- Exercise requirements
Your task is to filter the entries and copy every line containing the string "positive".

Data shown Start Marker

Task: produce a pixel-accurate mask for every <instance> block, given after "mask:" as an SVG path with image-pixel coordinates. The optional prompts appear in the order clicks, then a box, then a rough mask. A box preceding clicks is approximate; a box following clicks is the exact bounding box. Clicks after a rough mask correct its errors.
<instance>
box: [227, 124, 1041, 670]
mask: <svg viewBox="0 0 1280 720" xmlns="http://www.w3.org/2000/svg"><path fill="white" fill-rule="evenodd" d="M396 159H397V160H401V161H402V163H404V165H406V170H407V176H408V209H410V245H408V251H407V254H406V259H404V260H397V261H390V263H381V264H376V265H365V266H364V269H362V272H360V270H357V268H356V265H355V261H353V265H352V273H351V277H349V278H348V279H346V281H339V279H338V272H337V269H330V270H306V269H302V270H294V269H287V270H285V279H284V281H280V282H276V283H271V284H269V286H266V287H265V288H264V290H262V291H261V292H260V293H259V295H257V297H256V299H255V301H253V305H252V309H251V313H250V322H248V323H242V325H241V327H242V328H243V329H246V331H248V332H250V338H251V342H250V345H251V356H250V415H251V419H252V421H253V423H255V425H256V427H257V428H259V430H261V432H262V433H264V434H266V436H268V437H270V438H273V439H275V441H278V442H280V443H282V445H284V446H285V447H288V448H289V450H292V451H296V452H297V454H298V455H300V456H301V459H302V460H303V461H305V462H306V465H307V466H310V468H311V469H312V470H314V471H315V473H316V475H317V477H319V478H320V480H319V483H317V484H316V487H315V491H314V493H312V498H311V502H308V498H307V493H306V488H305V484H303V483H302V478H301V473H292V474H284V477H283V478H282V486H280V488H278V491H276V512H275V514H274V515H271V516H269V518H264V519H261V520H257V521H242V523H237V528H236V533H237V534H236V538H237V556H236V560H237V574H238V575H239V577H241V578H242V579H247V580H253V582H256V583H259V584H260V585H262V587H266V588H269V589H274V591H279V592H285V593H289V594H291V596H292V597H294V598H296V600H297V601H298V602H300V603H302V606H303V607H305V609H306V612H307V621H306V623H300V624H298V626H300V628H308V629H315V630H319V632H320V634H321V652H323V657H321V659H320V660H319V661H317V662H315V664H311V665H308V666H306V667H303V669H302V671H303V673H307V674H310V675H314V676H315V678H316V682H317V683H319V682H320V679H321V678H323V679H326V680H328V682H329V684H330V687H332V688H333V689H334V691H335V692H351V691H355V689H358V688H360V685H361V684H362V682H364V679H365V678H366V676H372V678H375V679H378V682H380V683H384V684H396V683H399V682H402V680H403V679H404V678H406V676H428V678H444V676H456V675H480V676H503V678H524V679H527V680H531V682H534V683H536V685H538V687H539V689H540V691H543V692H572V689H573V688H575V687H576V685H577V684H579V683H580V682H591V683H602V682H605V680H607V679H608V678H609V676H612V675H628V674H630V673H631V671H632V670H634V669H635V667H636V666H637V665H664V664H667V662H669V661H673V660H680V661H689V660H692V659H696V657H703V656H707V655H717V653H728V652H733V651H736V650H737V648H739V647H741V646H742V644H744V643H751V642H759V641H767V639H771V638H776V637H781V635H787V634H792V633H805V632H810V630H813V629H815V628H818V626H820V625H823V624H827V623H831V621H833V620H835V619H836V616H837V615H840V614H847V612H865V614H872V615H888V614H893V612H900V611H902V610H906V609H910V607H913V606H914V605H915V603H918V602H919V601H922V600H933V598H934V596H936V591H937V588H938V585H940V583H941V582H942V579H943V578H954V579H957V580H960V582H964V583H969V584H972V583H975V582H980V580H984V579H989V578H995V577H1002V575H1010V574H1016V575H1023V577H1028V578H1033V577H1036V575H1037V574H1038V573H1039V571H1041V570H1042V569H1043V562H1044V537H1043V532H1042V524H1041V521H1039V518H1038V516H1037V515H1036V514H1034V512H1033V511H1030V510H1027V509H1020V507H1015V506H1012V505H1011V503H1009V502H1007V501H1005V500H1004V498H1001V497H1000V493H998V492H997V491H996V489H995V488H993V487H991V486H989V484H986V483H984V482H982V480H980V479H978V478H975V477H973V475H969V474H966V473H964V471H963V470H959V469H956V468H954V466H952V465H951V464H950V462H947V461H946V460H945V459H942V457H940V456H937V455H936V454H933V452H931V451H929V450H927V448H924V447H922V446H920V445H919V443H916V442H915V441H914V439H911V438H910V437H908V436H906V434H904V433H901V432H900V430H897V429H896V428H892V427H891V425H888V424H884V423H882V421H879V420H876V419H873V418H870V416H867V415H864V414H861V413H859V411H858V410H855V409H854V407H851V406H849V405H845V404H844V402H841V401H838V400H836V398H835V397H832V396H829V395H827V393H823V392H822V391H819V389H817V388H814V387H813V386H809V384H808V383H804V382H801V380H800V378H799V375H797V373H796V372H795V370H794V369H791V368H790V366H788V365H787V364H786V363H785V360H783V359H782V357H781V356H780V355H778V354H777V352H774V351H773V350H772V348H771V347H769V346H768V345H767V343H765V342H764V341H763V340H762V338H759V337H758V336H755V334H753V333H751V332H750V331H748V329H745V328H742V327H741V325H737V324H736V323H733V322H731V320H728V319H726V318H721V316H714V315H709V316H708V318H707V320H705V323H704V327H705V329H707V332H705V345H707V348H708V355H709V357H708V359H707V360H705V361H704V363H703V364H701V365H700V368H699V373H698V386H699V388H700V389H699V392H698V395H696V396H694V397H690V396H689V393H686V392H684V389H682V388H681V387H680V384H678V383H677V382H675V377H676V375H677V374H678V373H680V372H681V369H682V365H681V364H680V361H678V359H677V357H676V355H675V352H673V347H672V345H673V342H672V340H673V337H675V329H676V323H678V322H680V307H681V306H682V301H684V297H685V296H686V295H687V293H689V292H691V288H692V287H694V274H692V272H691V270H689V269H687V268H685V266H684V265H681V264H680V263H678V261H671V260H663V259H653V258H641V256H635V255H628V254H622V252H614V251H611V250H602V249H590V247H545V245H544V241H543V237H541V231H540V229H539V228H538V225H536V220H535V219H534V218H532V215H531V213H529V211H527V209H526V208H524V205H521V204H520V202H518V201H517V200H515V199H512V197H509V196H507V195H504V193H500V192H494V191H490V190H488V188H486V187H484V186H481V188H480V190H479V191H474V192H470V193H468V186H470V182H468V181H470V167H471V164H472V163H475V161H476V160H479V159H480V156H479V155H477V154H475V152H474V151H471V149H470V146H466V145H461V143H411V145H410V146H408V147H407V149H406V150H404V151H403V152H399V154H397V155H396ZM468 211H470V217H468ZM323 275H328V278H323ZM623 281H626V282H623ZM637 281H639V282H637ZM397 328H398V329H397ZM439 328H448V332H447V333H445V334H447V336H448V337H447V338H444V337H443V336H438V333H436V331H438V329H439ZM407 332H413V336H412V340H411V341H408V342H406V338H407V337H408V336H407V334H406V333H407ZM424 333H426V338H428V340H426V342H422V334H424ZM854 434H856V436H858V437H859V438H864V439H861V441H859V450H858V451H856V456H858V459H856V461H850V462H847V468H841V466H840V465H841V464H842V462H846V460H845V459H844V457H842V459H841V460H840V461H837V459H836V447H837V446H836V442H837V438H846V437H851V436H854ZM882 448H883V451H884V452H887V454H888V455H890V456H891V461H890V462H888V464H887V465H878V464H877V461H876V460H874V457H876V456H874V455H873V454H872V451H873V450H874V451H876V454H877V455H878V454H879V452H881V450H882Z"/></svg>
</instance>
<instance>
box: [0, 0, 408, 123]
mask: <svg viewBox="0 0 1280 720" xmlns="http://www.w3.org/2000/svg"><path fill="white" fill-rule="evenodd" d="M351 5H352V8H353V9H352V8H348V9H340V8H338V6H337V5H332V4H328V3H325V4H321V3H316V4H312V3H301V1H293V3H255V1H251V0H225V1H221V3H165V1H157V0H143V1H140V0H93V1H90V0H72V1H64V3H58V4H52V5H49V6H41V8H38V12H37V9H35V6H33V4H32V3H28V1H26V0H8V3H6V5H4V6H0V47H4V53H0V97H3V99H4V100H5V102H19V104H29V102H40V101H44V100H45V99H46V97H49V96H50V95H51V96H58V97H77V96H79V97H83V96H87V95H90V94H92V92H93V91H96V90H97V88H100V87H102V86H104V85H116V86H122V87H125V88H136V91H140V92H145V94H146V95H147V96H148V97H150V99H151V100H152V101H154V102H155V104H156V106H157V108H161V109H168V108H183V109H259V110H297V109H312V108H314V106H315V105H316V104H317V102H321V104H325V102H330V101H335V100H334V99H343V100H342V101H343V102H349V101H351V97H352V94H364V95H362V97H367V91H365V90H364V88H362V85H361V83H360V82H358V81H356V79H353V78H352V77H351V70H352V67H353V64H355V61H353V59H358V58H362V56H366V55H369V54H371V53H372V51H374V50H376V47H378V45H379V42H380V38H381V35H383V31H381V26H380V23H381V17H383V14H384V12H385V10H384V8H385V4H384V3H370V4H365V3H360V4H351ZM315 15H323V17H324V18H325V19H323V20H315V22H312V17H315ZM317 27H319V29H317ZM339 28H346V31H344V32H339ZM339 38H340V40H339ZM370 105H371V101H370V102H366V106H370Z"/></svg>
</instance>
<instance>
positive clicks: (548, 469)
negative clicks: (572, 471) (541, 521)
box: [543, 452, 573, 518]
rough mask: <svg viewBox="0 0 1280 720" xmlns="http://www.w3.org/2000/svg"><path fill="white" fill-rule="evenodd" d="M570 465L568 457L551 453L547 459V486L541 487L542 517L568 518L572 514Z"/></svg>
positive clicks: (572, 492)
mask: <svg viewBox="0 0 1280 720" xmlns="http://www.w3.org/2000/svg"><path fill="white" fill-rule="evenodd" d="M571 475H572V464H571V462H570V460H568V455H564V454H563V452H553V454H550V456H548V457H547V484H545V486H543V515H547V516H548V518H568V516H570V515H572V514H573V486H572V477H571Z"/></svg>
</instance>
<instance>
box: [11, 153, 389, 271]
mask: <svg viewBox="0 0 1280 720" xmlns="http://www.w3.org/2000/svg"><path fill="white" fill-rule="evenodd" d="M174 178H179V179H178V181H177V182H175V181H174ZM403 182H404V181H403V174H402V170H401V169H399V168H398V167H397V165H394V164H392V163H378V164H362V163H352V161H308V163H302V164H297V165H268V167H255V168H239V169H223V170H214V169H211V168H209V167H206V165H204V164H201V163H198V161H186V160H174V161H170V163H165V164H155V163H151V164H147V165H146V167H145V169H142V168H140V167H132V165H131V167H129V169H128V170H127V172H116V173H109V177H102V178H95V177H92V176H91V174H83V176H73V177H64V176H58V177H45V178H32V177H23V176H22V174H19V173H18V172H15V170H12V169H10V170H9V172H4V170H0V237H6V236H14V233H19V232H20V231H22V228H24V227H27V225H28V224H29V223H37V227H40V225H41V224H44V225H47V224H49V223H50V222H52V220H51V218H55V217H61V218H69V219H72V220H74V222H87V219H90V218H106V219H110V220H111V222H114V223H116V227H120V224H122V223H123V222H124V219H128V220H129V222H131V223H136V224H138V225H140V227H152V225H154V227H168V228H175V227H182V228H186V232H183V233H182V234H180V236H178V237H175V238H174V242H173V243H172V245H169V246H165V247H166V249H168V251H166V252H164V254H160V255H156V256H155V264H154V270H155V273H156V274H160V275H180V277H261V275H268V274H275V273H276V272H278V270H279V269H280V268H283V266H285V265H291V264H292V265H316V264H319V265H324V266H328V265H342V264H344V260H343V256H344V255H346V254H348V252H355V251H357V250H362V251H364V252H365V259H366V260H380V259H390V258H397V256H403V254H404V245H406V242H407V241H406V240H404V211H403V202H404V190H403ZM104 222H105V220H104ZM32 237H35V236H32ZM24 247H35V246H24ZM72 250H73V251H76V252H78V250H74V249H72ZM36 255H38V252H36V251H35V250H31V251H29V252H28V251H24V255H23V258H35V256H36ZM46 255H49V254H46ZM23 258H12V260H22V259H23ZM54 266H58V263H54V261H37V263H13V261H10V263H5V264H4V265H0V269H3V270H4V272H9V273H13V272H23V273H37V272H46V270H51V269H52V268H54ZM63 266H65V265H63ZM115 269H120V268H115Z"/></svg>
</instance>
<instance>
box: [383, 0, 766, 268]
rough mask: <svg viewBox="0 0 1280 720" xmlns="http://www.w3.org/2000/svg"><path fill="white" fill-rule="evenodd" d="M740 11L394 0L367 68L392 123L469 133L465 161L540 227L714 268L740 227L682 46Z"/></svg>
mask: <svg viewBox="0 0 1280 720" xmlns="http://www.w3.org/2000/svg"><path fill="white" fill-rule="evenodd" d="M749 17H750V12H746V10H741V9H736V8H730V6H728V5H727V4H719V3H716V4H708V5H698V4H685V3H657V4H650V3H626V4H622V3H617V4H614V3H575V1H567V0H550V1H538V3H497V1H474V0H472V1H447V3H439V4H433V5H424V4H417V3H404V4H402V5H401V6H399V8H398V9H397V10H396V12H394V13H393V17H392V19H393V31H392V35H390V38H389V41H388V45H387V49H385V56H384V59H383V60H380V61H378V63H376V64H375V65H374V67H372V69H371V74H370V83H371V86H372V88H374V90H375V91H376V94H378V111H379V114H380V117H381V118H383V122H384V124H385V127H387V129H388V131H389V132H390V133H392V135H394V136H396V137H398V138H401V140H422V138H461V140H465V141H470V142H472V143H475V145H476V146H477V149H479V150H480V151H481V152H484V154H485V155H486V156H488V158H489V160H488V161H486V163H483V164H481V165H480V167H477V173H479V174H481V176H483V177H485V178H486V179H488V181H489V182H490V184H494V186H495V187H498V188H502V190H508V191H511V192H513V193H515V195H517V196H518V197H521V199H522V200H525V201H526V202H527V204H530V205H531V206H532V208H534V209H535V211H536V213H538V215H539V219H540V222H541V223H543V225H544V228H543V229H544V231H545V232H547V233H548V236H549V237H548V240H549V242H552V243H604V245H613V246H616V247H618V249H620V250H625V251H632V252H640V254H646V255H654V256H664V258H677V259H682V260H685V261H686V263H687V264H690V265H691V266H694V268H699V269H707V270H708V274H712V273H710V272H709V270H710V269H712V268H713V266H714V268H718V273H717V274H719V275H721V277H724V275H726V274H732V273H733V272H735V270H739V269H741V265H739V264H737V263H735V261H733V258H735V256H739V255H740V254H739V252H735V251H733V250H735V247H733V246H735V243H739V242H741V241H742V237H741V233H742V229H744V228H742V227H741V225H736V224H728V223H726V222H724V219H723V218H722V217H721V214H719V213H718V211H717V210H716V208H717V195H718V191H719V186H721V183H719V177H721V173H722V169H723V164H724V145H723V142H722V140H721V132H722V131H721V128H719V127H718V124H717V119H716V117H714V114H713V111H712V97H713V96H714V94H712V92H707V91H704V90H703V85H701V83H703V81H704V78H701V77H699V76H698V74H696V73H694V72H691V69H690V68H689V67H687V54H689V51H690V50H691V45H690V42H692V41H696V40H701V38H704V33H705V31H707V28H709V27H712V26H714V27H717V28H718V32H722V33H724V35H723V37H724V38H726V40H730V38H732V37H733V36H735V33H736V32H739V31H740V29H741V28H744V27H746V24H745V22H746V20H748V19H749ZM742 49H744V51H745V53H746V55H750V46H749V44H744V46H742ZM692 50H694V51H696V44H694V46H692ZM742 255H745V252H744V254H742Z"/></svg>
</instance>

Data shown End Marker

- Finished exercise
positive clicks: (548, 469)
positive clicks: (572, 492)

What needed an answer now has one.